SOURCE PASSAGE —

Keywords

1 Introduction

In an increasingly connected world, the search for information by the people and the concern to reach all audiences by the content generators is greater every day. In a world like this the need to make information and content accessible to everyone is growing. For a long time, people have sought to conduct research, develop methods and applications that make the lives of people with some type of disability simpler and more integrated with the rest of the society.

A research of 2018 showed that even today, the main source of news in the US is the television [1]. The Fig. 1 shows the statistics of the main source of news for the US viewers, where he television is the main source, followed by the news on internet. Even with people using the internet more and more in their day-to-day lives, for the purposes of keeping up with the news people still choose television stations as their main source. This shows that the virtual sources of information still need to acquire the trust of a large part of the public that consume content, and in the meantime, television broadcasters and the television sets themselves need to evolve to become increasingly accessible to all audiences.

Fig. 1.
figure 1

Statistics of the main source of news for the US viewers [1]

Nowadays, several TV broadcasters are transmitting content containing sign language interpreter attached on the main video. The benefit of this approach is that the interpreter already comes synchronized with the video, not begin necessary to use any synchronization tool on the receptor side. On the other hand, as the interpreter is already attach on the media content, the user doesn’t have the option to enable or disable such element. Besides that, there is no regulation about the position and size of the interpreter to be used, at last in Brazil. Thereby, each broadcaster uses its own standards, which compromises the experience of the viewer, and in some cases, when the interpreter is too small, prevents the access to content.

INFORMATION SHOWN —
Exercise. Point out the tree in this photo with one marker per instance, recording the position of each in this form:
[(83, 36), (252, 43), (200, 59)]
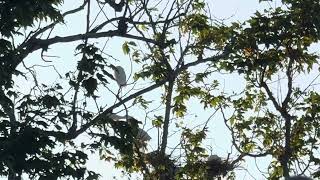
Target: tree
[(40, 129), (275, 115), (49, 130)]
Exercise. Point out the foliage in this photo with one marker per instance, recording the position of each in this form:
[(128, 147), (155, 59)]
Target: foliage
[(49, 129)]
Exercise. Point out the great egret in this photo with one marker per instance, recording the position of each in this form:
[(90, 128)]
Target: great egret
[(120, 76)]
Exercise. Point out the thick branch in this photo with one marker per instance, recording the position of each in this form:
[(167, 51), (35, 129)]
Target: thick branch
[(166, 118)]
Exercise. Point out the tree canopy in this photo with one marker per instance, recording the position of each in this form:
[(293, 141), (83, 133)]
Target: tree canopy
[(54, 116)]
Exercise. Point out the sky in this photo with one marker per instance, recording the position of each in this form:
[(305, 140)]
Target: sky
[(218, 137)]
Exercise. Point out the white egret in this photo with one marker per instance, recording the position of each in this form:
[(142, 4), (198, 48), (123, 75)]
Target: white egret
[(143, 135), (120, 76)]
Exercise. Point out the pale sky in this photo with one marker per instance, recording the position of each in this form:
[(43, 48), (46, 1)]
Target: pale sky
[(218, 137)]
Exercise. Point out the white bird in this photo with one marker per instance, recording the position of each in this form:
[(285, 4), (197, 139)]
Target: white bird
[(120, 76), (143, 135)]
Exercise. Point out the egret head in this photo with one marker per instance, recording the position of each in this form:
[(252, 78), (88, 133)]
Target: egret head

EXERCISE A — According to the introduction, why does the viewer's experience suffer when TV broadcasters attach a sign language interpreter to the main video? Answer in one to three sentences.
EXERCISE B — Say whether each statement agrees with the introduction. Answer yes or no and quote the deciding words. (i) The 2018 research found that the internet is the main source of news in the US. (ii) An interpreter attached to the main video needs no synchronization on the receiving side. (iii) Viewers can switch off an interpreter that is attached to the media content.

EXERCISE ANSWER A — There is no regulation on the interpreter's position and size, at least in Brazil, so each broadcaster uses its own standards. This compromises the viewer's experience. When the interpreter is too small, it can even prevent access to the content.

EXERCISE ANSWER B —
(i) No: "the main source of news in the US is the television"
(ii) Yes: "the interpreter already comes synchronized with the video"
(iii) No: "the user doesn’t have the option to enable or disable such element"